It is hard to say in absolute value terms because if we're brutal the answer is: NO (to everything), because your 3060 Ti is just too current (the 4060 Ti is barely any improvement at all, since nvidia moved all their new cards down one tier).

TPU's GPU database says (from a 3060 Ti, no upscaling, no ray tracing):
4070 +43%
4070 Super +66%
7900 GRE +69%
4070 Ti +78%
4070 Ti Super 95%
4080 +126%
4080 Super +130%
 
It is hard to say in absolute value terms because if we're brutal the answer is: NO (to everything), because your 3060 Ti is just too current (the 4060 Ti is barely any improvement at all, since nvidia moved all their new cards down one tier).

TPU's GPU database says (from a 3060 Ti, no upscaling, no ray tracing):
4070 +43%
4070 Super +66%
7900 GRE +69%
4070 Ti +78%
4070 Ti Super 95%
4080 +126%
4080 Super +130%

That's an interesting site cheers.

I see your point and my current computer is quick enough for decent gaming. This is why I'm also thinking about just getting the 4070 for the VR performance boost. My son has my old 1660 Super (loved that card!), so I could replace that with my 3060 Ti FE.
 
This is why I'm also thinking about just getting the 4070 for the VR performance boost.
If you have a budget of £1300, then a 5700X3D/5800X3D and a 4070 Ti Super would be covered comfortably and that card is 95% faster than what you have and decently capable of 4K. The 4070 is just too incremental an upgrade for me, even though I'm aware the price is more palatable. Doing a whole platform upgrade is the worst use of your budget, in my opinion, though if you're handing everything you have down, I guess it would make more sense.
 
If you have a budget of £1300, then a 5700X3D/5800X3D and a 4070 Ti Super would be covered comfortably and that card is 95% faster than what you have and decently capable of 4K. The 4070 is just too incremental an upgrade for me, even though I'm aware the price is more palatable. Doing a whole platform upgrade is the worst use of your budget, in my opinion, though if you're handing everything you have down, I guess it would make more sense.

◆ RECORDS SUPPLIED ◆

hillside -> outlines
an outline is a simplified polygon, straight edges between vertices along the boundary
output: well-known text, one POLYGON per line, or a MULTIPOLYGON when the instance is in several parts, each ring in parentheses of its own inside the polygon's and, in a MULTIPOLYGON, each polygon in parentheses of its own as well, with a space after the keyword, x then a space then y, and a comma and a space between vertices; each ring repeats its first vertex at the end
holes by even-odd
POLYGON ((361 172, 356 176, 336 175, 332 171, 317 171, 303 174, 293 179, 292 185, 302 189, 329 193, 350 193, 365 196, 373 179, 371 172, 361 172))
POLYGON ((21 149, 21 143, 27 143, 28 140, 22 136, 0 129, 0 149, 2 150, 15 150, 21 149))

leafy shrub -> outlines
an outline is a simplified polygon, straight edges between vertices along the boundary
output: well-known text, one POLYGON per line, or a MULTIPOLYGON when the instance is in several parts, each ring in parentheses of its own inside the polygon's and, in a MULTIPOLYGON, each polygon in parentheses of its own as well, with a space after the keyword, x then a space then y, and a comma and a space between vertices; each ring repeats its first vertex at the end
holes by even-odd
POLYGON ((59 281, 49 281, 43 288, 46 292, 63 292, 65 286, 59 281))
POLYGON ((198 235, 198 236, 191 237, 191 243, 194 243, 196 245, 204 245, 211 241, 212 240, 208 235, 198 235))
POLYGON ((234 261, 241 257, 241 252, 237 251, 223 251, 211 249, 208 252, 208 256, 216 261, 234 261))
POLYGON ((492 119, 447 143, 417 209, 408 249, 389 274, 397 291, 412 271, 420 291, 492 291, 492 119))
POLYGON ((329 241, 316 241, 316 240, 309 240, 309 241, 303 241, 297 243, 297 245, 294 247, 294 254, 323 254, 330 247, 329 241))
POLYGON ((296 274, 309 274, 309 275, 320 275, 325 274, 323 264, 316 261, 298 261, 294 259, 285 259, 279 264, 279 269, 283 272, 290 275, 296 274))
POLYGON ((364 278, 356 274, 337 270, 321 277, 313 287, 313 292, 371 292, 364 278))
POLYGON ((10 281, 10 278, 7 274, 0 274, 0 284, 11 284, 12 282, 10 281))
...
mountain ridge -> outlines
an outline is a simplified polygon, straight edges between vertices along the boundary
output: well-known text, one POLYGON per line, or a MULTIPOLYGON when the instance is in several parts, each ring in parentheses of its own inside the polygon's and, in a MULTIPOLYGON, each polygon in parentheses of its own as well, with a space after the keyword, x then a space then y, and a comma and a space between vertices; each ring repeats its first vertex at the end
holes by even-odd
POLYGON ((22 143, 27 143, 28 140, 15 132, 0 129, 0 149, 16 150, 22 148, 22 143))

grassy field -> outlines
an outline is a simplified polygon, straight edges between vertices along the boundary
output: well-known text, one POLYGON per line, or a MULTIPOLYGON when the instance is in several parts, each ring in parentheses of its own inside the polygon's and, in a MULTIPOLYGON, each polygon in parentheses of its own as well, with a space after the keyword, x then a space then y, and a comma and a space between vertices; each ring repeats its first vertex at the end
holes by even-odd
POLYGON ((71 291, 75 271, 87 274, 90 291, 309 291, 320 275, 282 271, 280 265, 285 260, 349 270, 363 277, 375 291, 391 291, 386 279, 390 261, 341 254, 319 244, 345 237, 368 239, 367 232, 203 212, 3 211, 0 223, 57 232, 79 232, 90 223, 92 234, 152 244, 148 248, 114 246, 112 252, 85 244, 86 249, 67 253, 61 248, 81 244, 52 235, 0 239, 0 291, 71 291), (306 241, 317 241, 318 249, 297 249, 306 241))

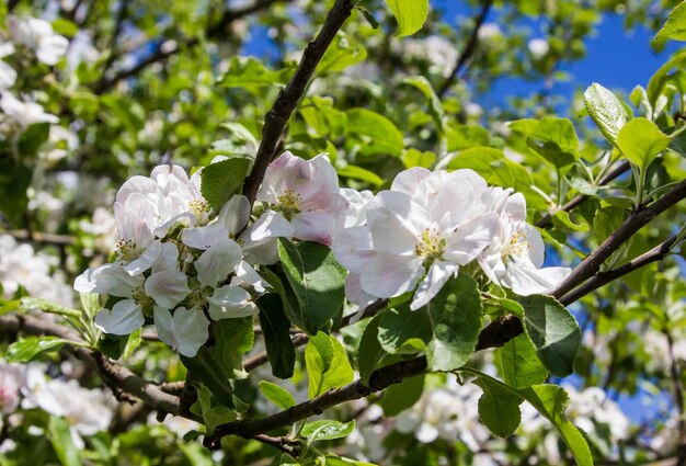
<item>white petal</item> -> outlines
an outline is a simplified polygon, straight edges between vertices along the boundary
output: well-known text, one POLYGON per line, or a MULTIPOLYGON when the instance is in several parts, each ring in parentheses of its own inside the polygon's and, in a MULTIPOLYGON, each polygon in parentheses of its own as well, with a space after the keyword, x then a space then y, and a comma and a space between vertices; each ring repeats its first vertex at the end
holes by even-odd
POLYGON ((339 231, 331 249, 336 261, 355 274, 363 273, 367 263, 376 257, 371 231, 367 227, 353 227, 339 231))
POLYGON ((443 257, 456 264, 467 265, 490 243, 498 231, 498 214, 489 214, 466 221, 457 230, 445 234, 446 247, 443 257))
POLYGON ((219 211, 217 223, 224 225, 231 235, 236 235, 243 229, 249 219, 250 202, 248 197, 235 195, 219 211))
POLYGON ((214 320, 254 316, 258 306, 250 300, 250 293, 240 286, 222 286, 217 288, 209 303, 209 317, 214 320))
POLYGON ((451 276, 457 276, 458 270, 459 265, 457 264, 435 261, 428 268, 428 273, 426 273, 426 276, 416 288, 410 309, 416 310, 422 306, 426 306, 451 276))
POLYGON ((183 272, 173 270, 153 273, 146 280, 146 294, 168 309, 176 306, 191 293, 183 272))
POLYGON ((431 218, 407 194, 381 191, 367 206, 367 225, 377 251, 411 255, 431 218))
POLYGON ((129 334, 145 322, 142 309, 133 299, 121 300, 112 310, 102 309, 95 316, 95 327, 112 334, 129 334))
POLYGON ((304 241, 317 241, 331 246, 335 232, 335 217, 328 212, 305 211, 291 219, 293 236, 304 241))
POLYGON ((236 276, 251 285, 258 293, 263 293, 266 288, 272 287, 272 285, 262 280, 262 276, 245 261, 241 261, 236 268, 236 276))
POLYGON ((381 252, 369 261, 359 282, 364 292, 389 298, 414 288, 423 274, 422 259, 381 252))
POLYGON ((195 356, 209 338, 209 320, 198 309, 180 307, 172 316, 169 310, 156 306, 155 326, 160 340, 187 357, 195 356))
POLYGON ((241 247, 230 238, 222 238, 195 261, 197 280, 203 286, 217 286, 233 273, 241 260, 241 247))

◆ THE TASK ◆
Retype the graphics card upgrade discussion in full, word for word. None of the lines above has any bearing on what you are asked to do.

◆ RESPONSE TO THIS TASK ◆
It is hard to say in absolute value terms because if we're brutal the answer is: NO (to everything), because your 3060 Ti is just too current (the 4060 Ti is barely any improvement at all, since nvidia moved all their new cards down one tier).

TPU's GPU database says (from a 3060 Ti, no upscaling, no ray tracing):
4070 +43%
4070 Super +66%
7900 GRE +69%
4070 Ti +78%
4070 Ti Super 95%
4080 +126%
4080 Super +130%
 
It is hard to say in absolute value terms because if we're brutal the answer is: NO (to everything), because your 3060 Ti is just too current (the 4060 Ti is barely any improvement at all, since nvidia moved all their new cards down one tier).

TPU's GPU database says (from a 3060 Ti, no upscaling, no ray tracing):
4070 +43%
4070 Super +66%
7900 GRE +69%
4070 Ti +78%
4070 Ti Super 95%
4080 +126%
4080 Super +130%

That's an interesting site cheers.

I see your point and my current computer is quick enough for decent gaming. This is why I'm also thinking about just getting the 4070 for the VR performance boost. My son has my old 1660 Super (loved that card!), so I could replace that with my 3060 Ti FE.
 
This is why I'm also thinking about just getting the 4070 for the VR performance boost.
If you have a budget of £1300, then a 5700X3D/5800X3D and a 4070 Ti Super would be covered comfortably and that card is 95% faster than what you have and decently capable of 4K. The 4070 is just too incremental an upgrade for me, even though I'm aware the price is more palatable. Doing a whole platform upgrade is the worst use of your budget, in my opinion, though if you're handing everything you have down, I guess it would make more sense.
 
If you have a budget of £1300, then a 5700X3D/5800X3D and a 4070 Ti Super would be covered comfortably and that card is 95% faster than what you have and decently capable of 4K. The 4070 is just too incremental an upgrade for me, even though I'm aware the price is more palatable. Doing a whole platform upgrade is the worst use of your budget, in my opinion, though if you're handing everything you have down, I guess it would make more sense.